In the coed division, the husband-and-wife team of Zach Violett and Stephanie Howe clocked 9:05 to earn a podium finish.
Barkley Marathons – Frozen Head State Park, Tennessee
As of this writing, ten runners were still alive in the hunt for a rare Barkley Marathons finish. Nine runners were on lap three of five and one runner remained on lap two at press time. The other 30 had all either missed a time cutoff or dropped.
Twitter reports from an on-site Keith Dunn had Jamil Coury and John Kelly at the front after two laps. None had yet finished lap three at the time of this writing.
Editor’s Note: As of 8:30 pm MDT March 29, Jamil Coury was the only runner to have headed out for his fourth of five laps. John Kelly had also finished lap three and, therefore, completed the “Barkley Fun Run.”
Update: No runners officially completed a fourth lap at this year’s Barkley.
[Correction: We’d incorrectly noted Ryan Brazell as finishing lap one first in 7:23… that’s actually when he dropped… after only finding one page (one checkpoint) on the course.]
Umstead 100 – Raleigh, North Carolina
In what appears to be his 100-mile debut, Michael Daigeaun cruised through the eight-lap course up front in 14:35. Dan Lenz edged Grant Maughan for second, 15:13 to 15:16. The top-6 men all finished under 16 hours.

_Location identification items_
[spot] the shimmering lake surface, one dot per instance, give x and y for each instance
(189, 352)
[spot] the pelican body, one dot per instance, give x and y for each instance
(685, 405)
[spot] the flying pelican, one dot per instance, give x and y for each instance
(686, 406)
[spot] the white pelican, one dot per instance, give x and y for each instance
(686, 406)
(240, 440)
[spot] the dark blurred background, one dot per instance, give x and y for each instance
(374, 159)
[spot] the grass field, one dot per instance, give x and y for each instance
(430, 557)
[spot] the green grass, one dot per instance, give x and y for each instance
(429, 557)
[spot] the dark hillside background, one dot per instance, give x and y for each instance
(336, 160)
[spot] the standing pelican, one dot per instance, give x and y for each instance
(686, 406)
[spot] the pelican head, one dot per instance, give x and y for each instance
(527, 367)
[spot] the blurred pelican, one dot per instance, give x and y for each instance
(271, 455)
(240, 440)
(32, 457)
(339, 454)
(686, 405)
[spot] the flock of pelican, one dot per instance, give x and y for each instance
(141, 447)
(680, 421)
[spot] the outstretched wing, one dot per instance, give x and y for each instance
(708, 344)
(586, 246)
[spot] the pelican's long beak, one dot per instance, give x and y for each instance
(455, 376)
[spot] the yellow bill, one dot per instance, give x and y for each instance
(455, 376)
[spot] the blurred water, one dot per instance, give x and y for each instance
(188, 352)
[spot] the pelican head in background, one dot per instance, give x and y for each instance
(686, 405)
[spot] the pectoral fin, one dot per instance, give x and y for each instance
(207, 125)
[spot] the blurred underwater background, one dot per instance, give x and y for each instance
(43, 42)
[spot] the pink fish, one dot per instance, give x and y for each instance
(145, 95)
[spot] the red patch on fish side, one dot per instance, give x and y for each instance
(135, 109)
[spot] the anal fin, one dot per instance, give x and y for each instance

_Tasks for this exercise_
1. According to the race report, how many runners were still in contention for a Barkley Marathons finish at the time of writing?
2. Reproduce the race report word for word, from "Barkley Marathons –" up to and including "of this writing.".
This material comes from a different source than the race report.

_Responses_
1. Ten runners.

2.
Barkley Marathons – Frozen Head State Park, Tennessee
As of this writing, ten runners were still alive in the hunt for a rare Barkley Marathons finish. Nine runners were on lap three of five and one runner remained on lap two at press time. The other 30 had all either missed a time cutoff or dropped.
Twitter reports from an on-site Keith Dunn had Jamil Coury and John Kelly at the front after two laps. None had yet finished lap three at the time of this writing.